Each record below should be output verbatim, without pictures.

Data records:
+--

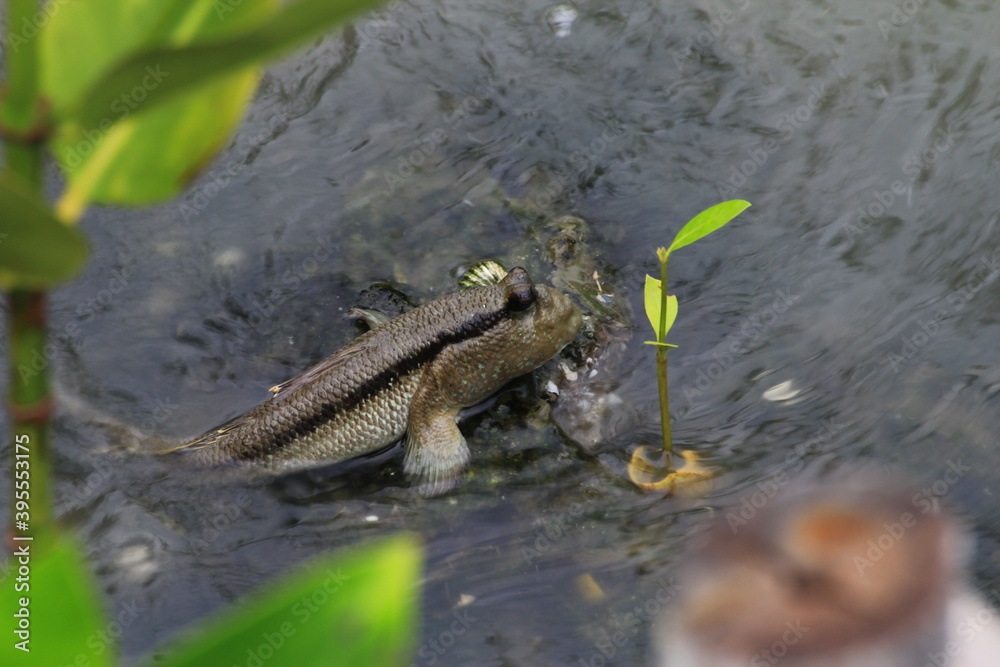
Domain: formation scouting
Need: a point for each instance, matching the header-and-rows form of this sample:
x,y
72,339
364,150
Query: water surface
x,y
862,284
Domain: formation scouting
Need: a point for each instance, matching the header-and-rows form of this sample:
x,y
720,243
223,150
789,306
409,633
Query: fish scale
x,y
411,375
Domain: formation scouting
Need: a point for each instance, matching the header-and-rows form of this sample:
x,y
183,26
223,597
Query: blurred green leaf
x,y
125,157
652,294
193,65
707,222
65,619
36,249
346,610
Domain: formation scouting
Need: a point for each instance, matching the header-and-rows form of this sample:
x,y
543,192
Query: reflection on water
x,y
440,132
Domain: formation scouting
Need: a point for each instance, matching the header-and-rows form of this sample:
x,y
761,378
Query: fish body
x,y
408,376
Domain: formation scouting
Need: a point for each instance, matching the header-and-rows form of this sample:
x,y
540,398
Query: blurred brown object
x,y
862,572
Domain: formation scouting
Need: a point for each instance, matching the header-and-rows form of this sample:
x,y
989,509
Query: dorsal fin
x,y
334,360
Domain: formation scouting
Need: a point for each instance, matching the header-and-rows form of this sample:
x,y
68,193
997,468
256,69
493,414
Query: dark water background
x,y
865,275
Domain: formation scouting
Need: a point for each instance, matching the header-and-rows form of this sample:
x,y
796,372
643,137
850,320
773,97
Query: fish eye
x,y
520,297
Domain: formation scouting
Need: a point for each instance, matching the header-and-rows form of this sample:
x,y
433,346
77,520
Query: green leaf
x,y
37,251
355,610
707,222
653,294
197,64
127,157
65,619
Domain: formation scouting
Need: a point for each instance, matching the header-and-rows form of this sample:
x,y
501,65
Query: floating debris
x,y
782,392
589,588
691,479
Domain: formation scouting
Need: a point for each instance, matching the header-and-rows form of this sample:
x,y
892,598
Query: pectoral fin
x,y
435,449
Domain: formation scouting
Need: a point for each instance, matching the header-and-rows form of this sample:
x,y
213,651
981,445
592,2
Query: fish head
x,y
541,320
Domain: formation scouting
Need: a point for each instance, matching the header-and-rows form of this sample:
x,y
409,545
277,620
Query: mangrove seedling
x,y
661,309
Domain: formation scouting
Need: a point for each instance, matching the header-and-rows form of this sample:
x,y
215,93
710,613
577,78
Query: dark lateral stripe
x,y
475,326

+--

EXPECTED ANSWER:
Domain: formation scouting
Need: a point for each instance, matching the header-and-rows form of this sample:
x,y
72,339
364,150
Query: water surface
x,y
862,284
Domain: formation scouting
Need: a point for each instance, matching the header-and-rows form of this sample:
x,y
720,243
223,150
789,306
409,633
Query: fish scale
x,y
411,375
Domain: formation scouting
Need: a point for each instance, matching the header-and-rows form of this sample:
x,y
183,26
223,597
Query: blurred green leaf
x,y
125,157
652,294
193,65
707,222
65,619
36,249
346,610
Domain: formation scouting
Need: a point for each instance, matching the header-and-rows form of this sample:
x,y
543,192
Query: reflection on water
x,y
440,132
Domain: formation scouting
Need: a point for each instance, matching the header-and-rows form of this sample:
x,y
761,378
Query: fish body
x,y
408,376
Domain: formation scouting
Need: a point for each instance, matching the header-and-rows form of this sample:
x,y
540,398
Query: blurred brown object
x,y
862,572
Domain: formation scouting
Need: a point for each instance, matching the header-and-rows form of this sample:
x,y
989,509
Query: dorsal fin
x,y
334,360
Domain: formation scouting
Need: a point for each instance, matching the header-and-rows form of this sample:
x,y
68,193
997,468
256,69
493,414
Query: dark water background
x,y
865,275
Domain: formation scouting
Need: a point for each instance, matching the header-and-rows form of this sample:
x,y
796,372
643,137
850,320
773,97
Query: fish eye
x,y
520,297
Domain: formation scouting
Need: a point for each instance, matching the header-and-rows form of this sample:
x,y
433,346
77,520
Query: green leaf
x,y
37,251
355,610
707,222
653,294
197,64
127,157
65,619
Domain: formation scouting
Need: a point for each instance, matching the header-and-rows form of this sample:
x,y
501,65
Query: floating debris
x,y
782,392
589,588
691,479
Domain: formation scouting
Need: a point for each instance, matching the header-and-rows form of this sample:
x,y
892,598
Query: pectoral fin
x,y
435,449
Domain: formation scouting
Need: a point for each instance, matching the header-and-rows form of this sample:
x,y
213,651
981,445
592,2
Query: fish head
x,y
541,320
Domain: formation scouting
Need: a point for each instance, matching the header-and-rows form of this sample:
x,y
409,545
277,620
Query: mangrove seedling
x,y
661,309
Domain: formation scouting
Need: a point for each instance, matching the header-and-rows form of this sample:
x,y
215,93
710,613
577,78
Query: dark lateral stripe
x,y
475,326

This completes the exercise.